**TRECHO SELECIONADO:**

Com "cinema do verbo", senegalês promove curto-circuito em tradições

TIAGO MATA MACHADO
CRÍTICO DA FOLHA

Desde que, há 40 anos, o senegalês Ousmane Sembene descobriu que era louco o suficiente para se propor a fazer cinema, a eterna utopia de um "cinema africano" começou a se tornar um pouco menos delirante.
Se a "experiência Sembene" se confunde com a história da cinematografia africana foi porque, mais do que a proeza de fazer cinema (filmes esparsos, feitos contra as piores condições), ele soube expressar, para além dos clichês coloniais e neocoloniais de africanidade, a originalidade primeira dessa cinematografia, a fala.
"Moolaadé" é seu mais recente milagre. O título é uma dessas palavras que, na obra de Sembene, ganham um inesperado teor político. "Moolaadé" é a palavra que a protagonista, Mãe Callé, evoca para proteger quatro crianças da "purificação", a cerimônia religiosa (traumática, no mínimo) em que os senegaleses islamizados mutilam o clitóris das filhas.

**AÇÕES A REALIZAR:**
[A] Resuma em duas frases o trecho sobre o cinema de Ousmane Sembene.
[B] Dê seguimento ao texto sobre o cinema de Ousmane Sembene, começando logo após a última frase.

**INFORMAÇÕES EXTRAÍDAS:**
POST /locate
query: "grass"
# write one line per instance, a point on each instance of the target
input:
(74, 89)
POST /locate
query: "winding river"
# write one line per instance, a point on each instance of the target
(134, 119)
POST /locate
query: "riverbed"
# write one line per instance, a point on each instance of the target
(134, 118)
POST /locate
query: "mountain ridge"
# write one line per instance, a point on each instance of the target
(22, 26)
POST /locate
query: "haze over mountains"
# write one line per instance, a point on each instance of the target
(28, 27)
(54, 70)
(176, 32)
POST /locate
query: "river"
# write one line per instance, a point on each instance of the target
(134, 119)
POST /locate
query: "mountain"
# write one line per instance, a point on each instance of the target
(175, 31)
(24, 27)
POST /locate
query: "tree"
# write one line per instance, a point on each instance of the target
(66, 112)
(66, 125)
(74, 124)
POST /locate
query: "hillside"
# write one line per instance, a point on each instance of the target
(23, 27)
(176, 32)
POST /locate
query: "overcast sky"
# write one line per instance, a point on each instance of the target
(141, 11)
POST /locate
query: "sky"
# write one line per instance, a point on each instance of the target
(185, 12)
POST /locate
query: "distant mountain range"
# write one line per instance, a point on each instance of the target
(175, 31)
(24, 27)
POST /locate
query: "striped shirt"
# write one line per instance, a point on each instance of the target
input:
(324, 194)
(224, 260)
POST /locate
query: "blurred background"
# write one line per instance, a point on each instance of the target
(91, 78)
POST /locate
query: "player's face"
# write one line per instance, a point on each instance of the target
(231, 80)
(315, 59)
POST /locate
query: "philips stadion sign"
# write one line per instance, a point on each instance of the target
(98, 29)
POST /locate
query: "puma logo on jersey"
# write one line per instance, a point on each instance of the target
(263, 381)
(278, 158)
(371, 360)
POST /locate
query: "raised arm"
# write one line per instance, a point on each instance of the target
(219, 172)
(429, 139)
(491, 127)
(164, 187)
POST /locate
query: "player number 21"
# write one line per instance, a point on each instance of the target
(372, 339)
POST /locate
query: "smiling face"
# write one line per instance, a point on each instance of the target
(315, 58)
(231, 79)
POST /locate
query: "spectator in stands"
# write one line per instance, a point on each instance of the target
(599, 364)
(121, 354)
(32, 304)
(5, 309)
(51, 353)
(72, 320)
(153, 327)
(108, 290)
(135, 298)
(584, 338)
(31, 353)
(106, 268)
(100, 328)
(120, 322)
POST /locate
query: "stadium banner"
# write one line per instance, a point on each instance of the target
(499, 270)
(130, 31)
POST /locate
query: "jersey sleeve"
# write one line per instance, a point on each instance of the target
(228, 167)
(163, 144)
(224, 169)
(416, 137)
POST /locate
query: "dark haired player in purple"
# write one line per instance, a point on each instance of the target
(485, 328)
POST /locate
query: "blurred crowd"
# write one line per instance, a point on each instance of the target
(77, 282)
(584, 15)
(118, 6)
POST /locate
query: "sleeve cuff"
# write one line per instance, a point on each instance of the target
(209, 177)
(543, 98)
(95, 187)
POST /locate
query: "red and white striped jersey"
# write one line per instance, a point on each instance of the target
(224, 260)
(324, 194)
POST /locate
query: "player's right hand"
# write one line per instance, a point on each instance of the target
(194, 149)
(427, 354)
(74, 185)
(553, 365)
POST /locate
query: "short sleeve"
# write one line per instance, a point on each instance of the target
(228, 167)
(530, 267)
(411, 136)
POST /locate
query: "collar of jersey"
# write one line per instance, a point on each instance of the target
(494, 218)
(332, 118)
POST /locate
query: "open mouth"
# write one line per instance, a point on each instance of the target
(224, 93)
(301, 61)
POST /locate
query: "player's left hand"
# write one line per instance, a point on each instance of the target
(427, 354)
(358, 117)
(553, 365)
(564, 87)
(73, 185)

**RESPOSTAS POR TAREFA:**
[A] Há 40 anos, o senegalês Ousmane Sembene passou a fazer cinema, e sua trajetória se confunde com a história da cinematografia africana por ter expressado, além dos clichês coloniais e neocoloniais, a originalidade primeira dessa cinematografia, a fala. Seu filme mais recente, "Moolaadé", tem como título a palavra que a protagonista, Mãe Callé, evoca para proteger quatro crianças da "purificação", cerimônia em que senegaleses islamizados mutilam o clitóris das filhas.

[B]
"Moolaadé", como descobrimos aos poucos, é o nome de uma entidade religiosa anterior à islamização do Senegal. Ao invocá-la, Mãe Callé atiça contra si o poder das dogmáticas autoridades islâmicas, instalando um conflito cultural e religioso no seio de sua comunidade, ambiente ideal para Sembene desenvolver o seu já consagrado "cinema do verbo".
Contra a lei escrita do Alcorão, Sembene evoca sempre a liberdade da tradição oral africana. Callé é descendente, nesse sentido, da princesa de "Ceddo" (obra-prima de 1977, censurada pelo regime islâmico), heroína da resistência cultural ao islã. A exemplo dela, Callé toma para si a missão de restituir à palavra falada o seu valor de lei, uma política que visa fazer frente aos dogmas impostos pelas autoridades masculinas do islã.
Sembene se ocupa a partir daí em extrair as conseqüências desse pequeno gesto -a começar da conscientização das mulheres, cúmplices indolentes da autoridade e da linguagem dos homens. Mais anticlerical do que antiislâmico, promove um curto-circuito entre tradições. É assim que rádios e TVs se tornam armas na luta entre os defensores da rígida tradição escrita e a ancestralidade da maleável tradição oral.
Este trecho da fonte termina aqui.